Exercise: Omit images. Retype all entries verbatim.

Records shown:
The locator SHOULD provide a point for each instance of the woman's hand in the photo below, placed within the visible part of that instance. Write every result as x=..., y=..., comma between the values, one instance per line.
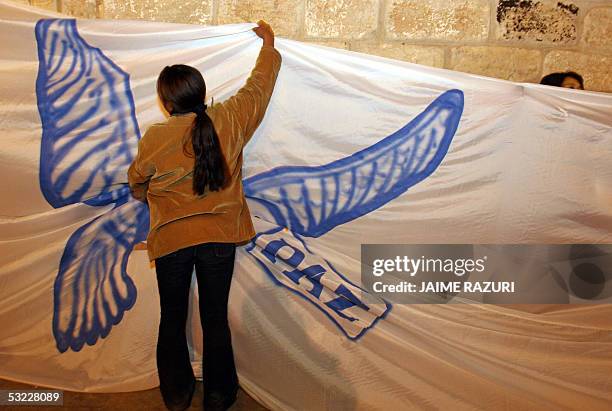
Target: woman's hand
x=264, y=31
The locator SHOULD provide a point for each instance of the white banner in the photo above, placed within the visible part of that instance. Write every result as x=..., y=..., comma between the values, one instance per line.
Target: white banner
x=353, y=149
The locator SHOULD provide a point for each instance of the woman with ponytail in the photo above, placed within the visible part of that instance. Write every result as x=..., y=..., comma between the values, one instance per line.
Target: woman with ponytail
x=189, y=171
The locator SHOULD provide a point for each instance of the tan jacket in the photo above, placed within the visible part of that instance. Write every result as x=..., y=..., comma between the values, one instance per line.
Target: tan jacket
x=161, y=173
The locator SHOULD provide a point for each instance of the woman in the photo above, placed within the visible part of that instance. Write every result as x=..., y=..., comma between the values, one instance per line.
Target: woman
x=568, y=79
x=188, y=170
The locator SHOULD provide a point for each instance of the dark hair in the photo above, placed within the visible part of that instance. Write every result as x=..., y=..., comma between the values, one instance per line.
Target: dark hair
x=182, y=90
x=556, y=79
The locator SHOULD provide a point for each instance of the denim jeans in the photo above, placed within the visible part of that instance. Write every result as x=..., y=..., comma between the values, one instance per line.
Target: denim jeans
x=214, y=265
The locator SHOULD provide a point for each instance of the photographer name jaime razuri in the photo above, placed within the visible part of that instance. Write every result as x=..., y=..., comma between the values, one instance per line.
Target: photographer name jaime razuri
x=445, y=287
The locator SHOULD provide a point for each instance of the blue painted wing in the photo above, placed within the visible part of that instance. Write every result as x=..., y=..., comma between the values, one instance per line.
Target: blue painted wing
x=88, y=118
x=313, y=200
x=90, y=136
x=93, y=290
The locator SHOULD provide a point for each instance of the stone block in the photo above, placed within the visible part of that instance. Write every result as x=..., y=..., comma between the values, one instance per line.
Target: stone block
x=285, y=16
x=185, y=11
x=597, y=28
x=543, y=21
x=84, y=9
x=594, y=68
x=340, y=19
x=460, y=20
x=507, y=63
x=335, y=44
x=45, y=4
x=425, y=55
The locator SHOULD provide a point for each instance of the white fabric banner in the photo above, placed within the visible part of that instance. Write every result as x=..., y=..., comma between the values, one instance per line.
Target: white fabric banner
x=353, y=149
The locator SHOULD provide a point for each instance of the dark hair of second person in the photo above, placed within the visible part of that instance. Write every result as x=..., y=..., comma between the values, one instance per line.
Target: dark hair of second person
x=568, y=79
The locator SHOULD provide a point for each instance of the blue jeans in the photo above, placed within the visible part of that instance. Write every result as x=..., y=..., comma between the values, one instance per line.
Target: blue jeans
x=214, y=265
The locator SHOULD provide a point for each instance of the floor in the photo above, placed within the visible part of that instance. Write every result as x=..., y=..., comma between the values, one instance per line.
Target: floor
x=149, y=400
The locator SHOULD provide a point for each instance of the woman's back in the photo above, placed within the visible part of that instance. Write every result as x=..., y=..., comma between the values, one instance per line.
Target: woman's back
x=163, y=170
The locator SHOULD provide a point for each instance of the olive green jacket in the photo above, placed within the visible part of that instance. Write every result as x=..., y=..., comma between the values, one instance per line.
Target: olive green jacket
x=162, y=173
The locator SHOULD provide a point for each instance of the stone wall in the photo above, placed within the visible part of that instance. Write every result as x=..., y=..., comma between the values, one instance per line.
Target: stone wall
x=518, y=40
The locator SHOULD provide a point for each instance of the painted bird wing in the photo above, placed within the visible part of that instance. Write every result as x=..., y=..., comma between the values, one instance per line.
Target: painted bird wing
x=310, y=201
x=90, y=135
x=93, y=290
x=88, y=117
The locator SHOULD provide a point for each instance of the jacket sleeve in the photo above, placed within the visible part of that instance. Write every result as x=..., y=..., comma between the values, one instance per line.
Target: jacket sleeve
x=139, y=174
x=248, y=106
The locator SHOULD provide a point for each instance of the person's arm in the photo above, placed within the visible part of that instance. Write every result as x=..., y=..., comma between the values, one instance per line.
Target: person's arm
x=139, y=174
x=248, y=106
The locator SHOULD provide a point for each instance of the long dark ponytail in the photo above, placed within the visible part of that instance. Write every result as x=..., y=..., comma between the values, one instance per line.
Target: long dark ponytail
x=182, y=90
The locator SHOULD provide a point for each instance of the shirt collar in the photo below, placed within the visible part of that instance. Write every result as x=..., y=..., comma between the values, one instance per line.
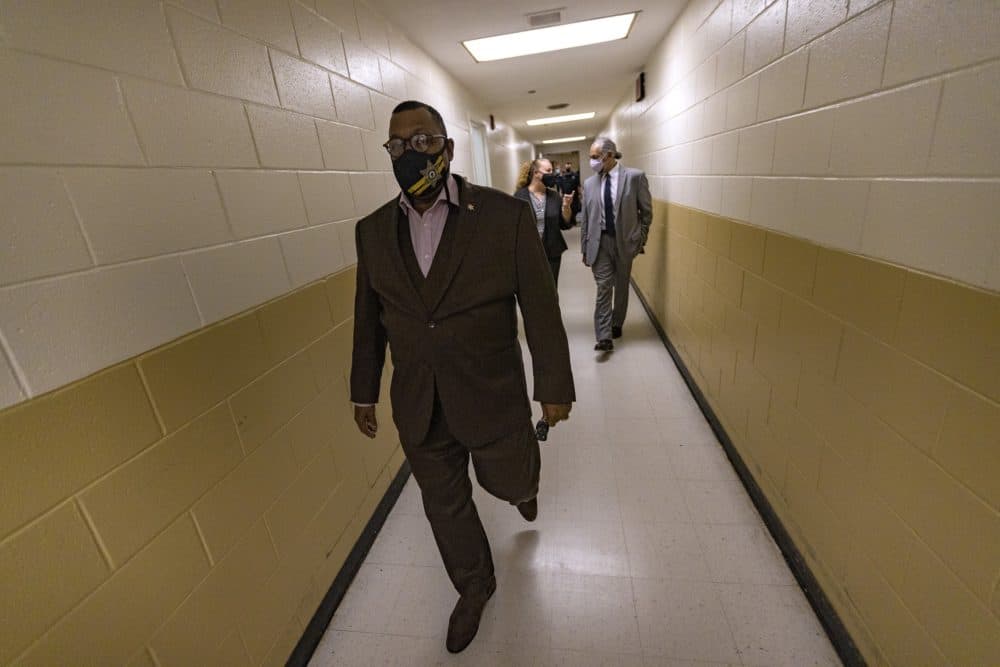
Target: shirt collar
x=449, y=194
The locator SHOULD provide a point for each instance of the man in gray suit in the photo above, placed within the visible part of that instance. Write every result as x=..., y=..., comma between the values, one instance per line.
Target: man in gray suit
x=614, y=223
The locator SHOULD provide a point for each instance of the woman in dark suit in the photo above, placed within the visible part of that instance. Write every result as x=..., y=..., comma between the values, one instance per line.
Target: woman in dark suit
x=552, y=212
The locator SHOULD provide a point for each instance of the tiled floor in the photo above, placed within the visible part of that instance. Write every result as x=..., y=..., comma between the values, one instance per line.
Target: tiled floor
x=647, y=550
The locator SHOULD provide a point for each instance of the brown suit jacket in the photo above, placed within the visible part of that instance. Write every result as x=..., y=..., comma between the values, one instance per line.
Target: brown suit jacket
x=456, y=335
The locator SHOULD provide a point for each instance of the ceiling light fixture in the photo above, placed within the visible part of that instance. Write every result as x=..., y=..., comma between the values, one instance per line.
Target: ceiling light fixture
x=555, y=38
x=562, y=119
x=564, y=140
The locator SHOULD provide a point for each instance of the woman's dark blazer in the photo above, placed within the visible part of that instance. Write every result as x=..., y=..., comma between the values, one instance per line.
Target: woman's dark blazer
x=552, y=239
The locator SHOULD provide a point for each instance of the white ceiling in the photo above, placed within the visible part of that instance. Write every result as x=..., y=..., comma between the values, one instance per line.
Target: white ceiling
x=589, y=78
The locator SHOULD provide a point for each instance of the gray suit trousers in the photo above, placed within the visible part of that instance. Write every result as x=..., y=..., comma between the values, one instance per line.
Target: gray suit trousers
x=611, y=273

Exercise response:
The locator SHOULD provide a point for each instance of the woman's hand in the photo below, placed within the visible part of that instance. Write every result as x=..., y=..., comma between the values, one instance per line.
Target: woman's hand
x=264, y=31
The locator SHOULD provide a point for each instance of the white banner in the photo above, placed within the visible part of that instance. Write every result as x=..., y=..., comma between the values, one instance per line.
Target: white banner
x=353, y=149
The locator SHOULD provide a point for each instance of the woman with ponytail in the photo above, placed within the visible part of that instance. Write every result as x=..., y=..., comma between the values, one instance per line.
Target: woman with ponytail
x=189, y=171
The locator SHOULD provide a point for each instance of the tan jacket in the photo above, placed within the visible part of that instance. Write every result as x=..., y=..., comma between the values, one instance per line.
Target: tan jacket
x=161, y=173
The locator SHOULD provide a point for each instance of the woman in the photo above, placed within the visible part of that instance. Write every result as x=..., y=..., comma between the values, one instance per line.
Target: woman
x=568, y=79
x=188, y=170
The locator SHOULD provide a point for each instance of the dark hair in the photo above, placed within the visible part of that instance. Write every result as x=..., y=..., comma between the values, one instance per line.
Target: dark hair
x=182, y=90
x=556, y=79
The locator SHOULD provide a point for each instance of the denim jeans in the photo above, placed within the visible part of that instance. Write every result as x=..., y=..., comma between the values, one instance per line.
Target: denim jeans
x=214, y=265
The locator SHOULD provide a point for each instance of the photographer name jaime razuri in the photo above, placed within the visible part of that instance. Write every result as x=..., y=..., comma between the values, one instance per line.
Target: photographer name jaime razuri
x=445, y=287
The locator SHOULD provide a point for each instance of the blue painted wing in the photo above, placed within the visible part of that instance. Write every result as x=..., y=..., comma between the values, one instance per line.
Target: blue painted wing
x=88, y=118
x=313, y=200
x=90, y=136
x=93, y=290
The locator SHOULD provide a point for each instance of the stone block in the photo above, placed within the visible part of that instance. Write every result as x=..., y=..., comma between the values, one instance per line.
Target: stone block
x=285, y=16
x=185, y=11
x=597, y=28
x=543, y=21
x=84, y=9
x=594, y=68
x=340, y=19
x=460, y=20
x=507, y=63
x=335, y=44
x=45, y=4
x=425, y=55
The locator SHOULD provide a point for each instance of the white fabric banner in the photo above, placed within the visible part of that instance. Write every result as x=..., y=..., comma between the values, one instance per line.
Target: white fabric banner
x=353, y=149
The locator SHOULD provide a point for each instance of the dark hair of second person in the photo above, placed within the visible part of that instance. Write every result as x=..., y=..., comma between the values, one instance per line.
Target: dark hair of second person
x=568, y=79
The locator SHOULD provide a point for each instance of the blue jeans in the photo above, placed within the visible part of that instance. Write every result as x=..., y=..., comma between the values, one instance per line.
Target: blue jeans
x=214, y=265
The locator SHOULD provide a point for each instance of the floor in the photo above, placed within the visible part of that instance. Write every result as x=..., y=..., comma between the values, one instance per line.
Target: floor
x=149, y=400
The locator SHOULD provide a point for each instance of the woman's back in the photo above, placed within the visible part of that instance. Write every result as x=..., y=..., comma between the values, one instance per line.
Target: woman's back
x=163, y=170
The locator SHOULD provide a point for each instance of the olive green jacket in the photo above, placed within the visible part of that instance. Write every result as x=..., y=..., comma between the values, one instance per line.
Target: olive green jacket
x=162, y=173
The locator SHOULD provide a point for each instance of the stone wall in the photo above, placed within the visible part of that instance. Write every result as x=..., y=..., comma between the values, one instance per line.
Target: stone wall
x=518, y=40
The locator SHOULD provide a point for each instance of the painted bird wing in the photo above, placed within the visible part of that instance. Write every result as x=..., y=..., comma between the values, one instance per line.
Target: painted bird wing
x=310, y=201
x=90, y=135
x=93, y=290
x=88, y=117
The locator SHOULD provide a point for each instance of the jacket sleeve in the photo above, placed within the visible part of that instance. Write every result as x=..., y=..., comma between the values, one instance per line.
Target: jacket sleeve
x=139, y=174
x=248, y=106
The locator SHOULD provide a point for each instance of the person's arm in the photo above, placed within the visible part of that instance. Write every result as x=..., y=..., comma between the values, one instance per line.
Target: person's arm
x=139, y=174
x=248, y=106
The locator SHOULD provide a point for each instance of the long dark ponytail in the photo above, placed within the visible part of that instance. Write every result as x=..., y=..., comma between the values, one instance per line.
Target: long dark ponytail
x=182, y=90
The locator SHOULD provide a point for each instance of the shirt collar in the photo below, placed within the visible part of that instance. Write every result as x=..., y=..., comma between the values, one instance per line.
Target: shirt collar
x=449, y=194
The locator SHOULD provide a point for each instance of the man in gray suit in the photo above, placed within the visible part of that instance. Write every result as x=..., y=..., comma between the values, one instance per line.
Target: man in gray suit
x=614, y=223
The locator SHOULD provide a point for each instance of the woman in dark suit in the photo above, placed within the visible part of that instance. Write every result as x=..., y=..., comma between the values, one instance per line.
Target: woman in dark suit
x=552, y=212
The locator SHOULD provide a point for each instance of the tiled floor in the photo above, placed within the visible part of that instance. Write every result as x=..., y=..., comma between the values, one instance per line.
Target: tiled floor
x=647, y=550
The locator SHOULD provide a point for each instance of the brown suit jacket in the photo above, placed within the visible part of that instance. Write every result as x=..., y=..., comma between the values, one instance per line.
Target: brown suit jacket
x=456, y=335
The locator SHOULD provide a point for each instance of the ceiling light fixture in the photo above, placed within the visible part of that instance. Write every result as x=..., y=..., comma between the values, one instance per line.
Target: ceiling light fixture
x=555, y=38
x=562, y=119
x=564, y=140
The locator SHOULD provide a point for each instance of the woman's dark blazer in the photo above, placed within the visible part of that instance. Write every result as x=..., y=..., comma between the values, one instance per line.
Target: woman's dark blazer
x=552, y=239
The locator SHOULD provide a point for each instance of the white ceiling in the photo above, placed within the visible part of that instance. Write every result as x=..., y=..., comma between the values, one instance per line.
Target: white ceiling
x=589, y=78
The locator SHOULD provide a point for each instance of the gray suit trousers in the photo above, placed within the visible part of that instance. Write every result as x=..., y=..., comma between the values, one instance per line.
Target: gray suit trousers
x=611, y=273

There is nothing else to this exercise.